■ **TASK REQUIREMENTS**:
(A) Check three statements against the Yankee Stadium story below: (i) the writer was 30 years old at the time of the game; (ii) the Coldplay concert took place in New York; (iii) Soriano swung at the first pitch. For each, answer yes or no and quote the words of the story that decide it.
(B) Continue the Yankee Stadium story from its last sentence.

■ **TEXT**:
^^^^^^^^^^^^^^^^

Caught On Shabbat at Yankee Stadium: A Personal Story
Do you remember the illicit embrace caught on camera at last summer’s Coldplay concert in Boston? Andy Byron, the former CEO of the tech company Astronomer, and Kristin Cabot, the company’s chief human resources officer, were embracing on the concert’s kiss cam; both were married to other people at the time. The incident gave me a shudder and sent me back 24 years to when I, too, was caught on live national television — not cheating on a wife, but violating Shabbat.
I was 30 years old, and I had not yet confessed to my parents that I was no longer shomer Shabbat. And on this Shabbat, as I drove to Yankee Stadium with a woman I’d recently begun to date, I had a feeling of unease. There seemed to be a chance that I might end up on national television. Fox cameras were stationed all about for the third game of a playoff between the Yankees and Mariners, and our seats were in the first row behind the left field wall — perfect for catching a home run.
The score was still 2-0 Yankees when their young second baseman, Alfonso Soriano, led off the bottom of the third. He swung at the fourth pitch. “Soriano hits one to deep left field,” called Joe Buck, the announcer.

^^^^^^^^^^^^^^^^

(Data pulled from a collection)
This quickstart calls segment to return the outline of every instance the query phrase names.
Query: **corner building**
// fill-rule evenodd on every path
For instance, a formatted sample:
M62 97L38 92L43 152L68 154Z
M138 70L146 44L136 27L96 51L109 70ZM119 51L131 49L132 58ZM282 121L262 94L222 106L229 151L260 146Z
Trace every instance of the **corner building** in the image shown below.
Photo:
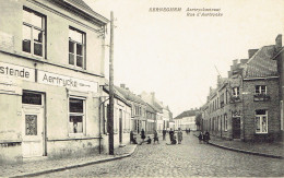
M82 0L0 3L0 162L97 152L108 20Z

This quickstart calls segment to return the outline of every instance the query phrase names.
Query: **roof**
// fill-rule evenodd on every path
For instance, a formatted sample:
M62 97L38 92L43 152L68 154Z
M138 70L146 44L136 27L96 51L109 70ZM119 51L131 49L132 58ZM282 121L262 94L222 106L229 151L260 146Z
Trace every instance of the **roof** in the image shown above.
M104 91L109 93L109 86L104 86ZM119 93L116 88L114 91L114 95L115 95L116 98L118 98L119 100L123 102L126 105L131 106L131 104L128 103L128 100L123 97L123 95L121 93Z
M181 118L185 118L185 117L196 116L196 112L197 112L197 110L186 110L182 114L175 117L174 119L181 119Z
M277 76L277 62L272 60L275 54L275 46L263 46L246 63L244 78L268 78Z
M146 106L146 111L156 112L156 110L153 108L153 106L151 106L149 103L147 103L147 106Z
M64 5L68 9L74 8L81 14L93 19L95 22L99 23L100 25L106 25L109 20L105 16L96 13L92 8L90 8L84 0L52 0L52 2L57 2L58 4Z
M115 88L119 93L121 93L126 99L141 104L141 105L147 105L141 97L137 96L135 94L133 94L129 90L126 90L126 88L122 88L122 87L119 87L119 86L115 86Z

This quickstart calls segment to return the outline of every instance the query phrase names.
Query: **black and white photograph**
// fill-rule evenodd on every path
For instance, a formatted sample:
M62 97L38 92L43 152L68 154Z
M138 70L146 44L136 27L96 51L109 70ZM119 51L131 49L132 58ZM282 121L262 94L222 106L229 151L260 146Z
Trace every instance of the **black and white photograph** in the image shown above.
M284 0L0 0L0 177L284 177Z

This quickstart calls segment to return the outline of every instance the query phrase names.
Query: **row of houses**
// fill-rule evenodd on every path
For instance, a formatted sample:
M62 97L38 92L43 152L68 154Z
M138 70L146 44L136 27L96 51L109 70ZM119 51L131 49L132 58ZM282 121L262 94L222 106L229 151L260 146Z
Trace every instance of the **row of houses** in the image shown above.
M0 163L107 151L109 20L83 0L0 5ZM170 126L154 94L115 90L115 146L129 142L130 130Z
M191 108L190 110L182 111L180 115L174 118L175 128L181 130L197 131L197 115L200 112L198 108Z
M249 49L236 59L227 78L217 76L201 107L201 130L227 140L274 141L283 132L283 47ZM277 60L276 60L277 59Z

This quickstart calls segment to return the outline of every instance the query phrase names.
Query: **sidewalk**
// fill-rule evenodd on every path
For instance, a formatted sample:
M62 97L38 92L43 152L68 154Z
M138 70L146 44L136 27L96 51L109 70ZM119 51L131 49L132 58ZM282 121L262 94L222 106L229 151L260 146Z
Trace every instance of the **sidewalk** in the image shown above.
M0 165L0 177L28 177L40 174L64 170L91 164L109 162L131 156L137 149L134 144L115 149L115 155L95 154L86 157L69 157L60 159L44 159L26 162L23 164Z
M199 132L196 132L194 135L198 137ZM284 143L282 142L273 142L273 143L264 143L264 142L242 142L242 141L227 141L223 139L218 139L216 137L210 137L210 144L226 149L230 151L274 157L274 158L284 158Z

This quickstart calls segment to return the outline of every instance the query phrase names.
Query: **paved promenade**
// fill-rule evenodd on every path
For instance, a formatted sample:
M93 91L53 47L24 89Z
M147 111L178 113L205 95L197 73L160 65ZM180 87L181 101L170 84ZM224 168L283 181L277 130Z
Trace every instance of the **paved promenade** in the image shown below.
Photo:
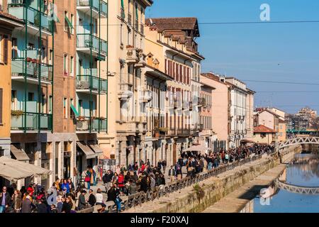
M229 175L232 175L239 170L247 169L249 167L254 165L257 165L264 162L264 158L252 162L248 164L245 164L242 166L237 167L234 170L228 170L226 172L219 175L217 177L211 177L206 180L204 180L200 183L201 185L211 184L215 182L220 181L220 178L225 177ZM147 201L142 204L141 206L131 208L128 210L125 210L124 213L152 213L156 210L164 208L167 204L174 203L175 201L179 199L183 199L188 194L194 193L193 186L187 187L177 192L169 194L167 196L160 197L159 199L155 199L152 201Z
M245 184L242 187L211 206L203 213L238 213L252 199L256 197L262 188L267 187L286 168L281 164Z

^^^^^^^^^^^^^^^^

■ **ANSWERS FOR THE EXERCISE**:
(A)
(i) Yes: "I was 30 years old"
(ii) No: "at last summer’s Coldplay concert in Boston"
(iii) No: "He swung at the fourth pitch."

(B)
The ball was soaring toward me. I stood. I then stepped forward and to my right, and I could see Stan Javier, Seattle’s veteran left fielder, running to where I was. He leapt and raised his left arm. I raised my right. My glove was near the top of the wall, but Javier’s arm rose high above it, his glove some two feet above mine. “A leap and a catch,” called Buck. “Stan Javier took a home run away.”
He had taken it away from me. Then I realized that it was Shabbat, and that millions would now know that I was at the stadium in violation of it.
The proof of this Shabbat that I did not go to synagogue was growing with every slow-motion replay of my reach for the ball. Fox had just shown it a third time, and then a fourth in super slow motion.
“How many people were thinking, OK I’m going home with a souvenir,” Buck mused — “especially that guy?” To make clear whom he meant, Buck circled my face.
My mind went to my parents. They did not watch TV on Shabbat. But I feared that someone who did might mention me to them. The next day, the New York Times ran a large photograph of me and Javier. But my face was hidden, and best I knew, no one had told my parents what I’d done.
My real worry was not that my parents would learn I’d violated Shabbat, but rather than they would think I did not want to keep it. In truth, I loved Shabbat — that weekly respite from daily life and its bombardments. I knew I’d return to it. And I did.
A few months ago, I was speaking with my mother. She was dying, and we were filling in missing pieces, things not said before. My mind returned to Yankee Stadium, and I confessed my sin. My mother listened and smiled. “I’m sorry you had to keep that inside,” she said.
So was I.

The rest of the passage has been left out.